EXCERPT: Begin

[cuDNN][64-bit indexing] update conv depthwise 64bit indexing dispatch condition to match native kernel (#156140)

eqy · pytorchmergebot · commit a5f59cc2eab3 · 2025-06-18T17:32:36.000Z
The native kernel doesn't support batch splitting so the previous check wasn't aggressive enough in dispatching to cuDNN #155225 Pull Request resolved: #156140 Approved by: https://github.com/ngimel
diff --git a/aten/src/ATen/native/Convolution.cpp b/aten/src/ATen/native/Convolution.cpp
@@ -3,6 +3,7 @@
 #include <ATen/Config.h>
 #include <ATen/Parallel.h>
 #include <ATen/TensorOperators.h>
+#include <ATen/native/CanUse32BitIndexMath.h>
 #include <ATen/native/ConvolutionMM3d.h>
 #include <ATen/native/ConvUtils.h>
 #include <ATen/native/Pool.h>
@@ -463,7 +464,7 @@ struct ConvParams {
       return true;
     }
     // native kernel doesn't support 64-bit non-splittable case
-    if (cudnn_enabled && needs_64bit_indexing_no_split(input, weight)) {
+    if (cudnn_enabled && !(canUse32BitIndexMath(input) && canUse32BitIndexMath(weight))) {
       static long cudnn_version = detail::getCUDAHooks().compiledWithCuDNN() ? detail::getCUDAHooks().versionCuDNN() : -1;
       if (!(cudnn_version >= 90300 && at::native::cudnnv8_enabled_check_debug())) {
         TORCH_WARN_ONCE("cuDNN cannot be used for large non-batch-splittable convolutions"
diff --git a/test/nn/test_convolution.py b/test/nn/test_convolution.py
@@ -4057,11 +4057,22 @@ def test_conv3d_64bit_indexing(self, device):
     @largeTensorTest("20GB")
     @largeTensorTest("80GB", "cpu")
     def test_depthwise_conv_64bit_indexing(self, device):
-        x = torch.randn(1, 2, 32800, 32800)

EXCERPT: End
COLLECTED DATA: Begin

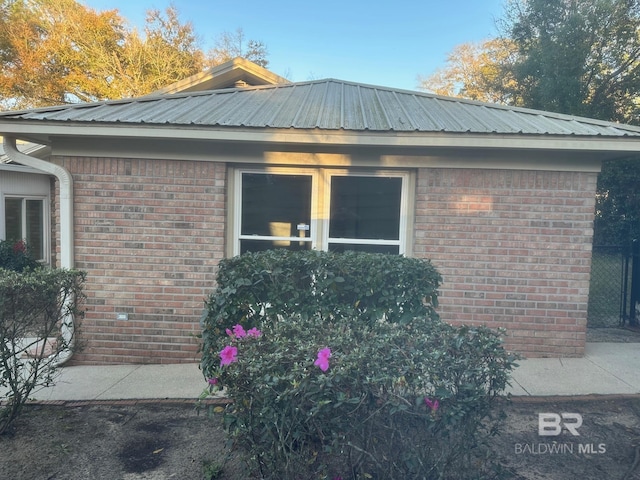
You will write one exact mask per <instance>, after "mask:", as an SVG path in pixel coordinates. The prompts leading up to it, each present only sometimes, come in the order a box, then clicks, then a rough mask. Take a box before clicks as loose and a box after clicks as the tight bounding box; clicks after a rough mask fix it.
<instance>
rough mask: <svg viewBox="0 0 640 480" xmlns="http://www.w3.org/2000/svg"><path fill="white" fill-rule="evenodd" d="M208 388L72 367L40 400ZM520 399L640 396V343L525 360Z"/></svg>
mask: <svg viewBox="0 0 640 480" xmlns="http://www.w3.org/2000/svg"><path fill="white" fill-rule="evenodd" d="M206 387H207V384H206V382H205V380H204V377H203V376H202V372H201V371H200V370H199V369H198V365H197V364H180V365H113V366H71V367H64V368H62V369H61V373H60V375H59V376H58V377H57V379H56V384H55V385H54V386H52V387H47V388H43V389H41V390H39V391H37V392H35V393H34V394H33V395H32V397H33V398H34V399H35V400H40V401H81V400H127V399H129V400H130V399H140V400H144V399H193V400H194V401H195V399H197V398H198V396H199V395H200V394H201V393H202V391H203V390H204V389H205V388H206ZM508 391H509V392H510V393H511V394H512V395H514V396H556V395H557V396H572V395H591V394H598V395H620V394H622V395H624V394H640V343H587V348H586V355H585V356H584V357H583V358H559V359H558V358H536V359H528V360H521V361H520V362H519V366H518V367H517V368H516V370H515V372H514V373H513V379H512V386H511V388H510V389H509V390H508Z"/></svg>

COLLECTED DATA: End

*TASK TO COMPLETE*.
Repeat word for word the part of the commit that begins at the words "diff --git a/test/nn/test_convolution.py" and stops after "2, 32800, 32800)". None of the material is needed here.

*OUTPUT OF THE EXERCISE*.
diff --git a/test/nn/test_convolution.py b/test/nn/test_convolution.py
@@ -4057,11 +4057,22 @@ def test_conv3d_64bit_indexing(self, device):
     @largeTensorTest("20GB")
     @largeTensorTest("80GB", "cpu")
     def test_depthwise_conv_64bit_indexing(self, device):
-        x = torch.randn(1, 2, 32800, 32800)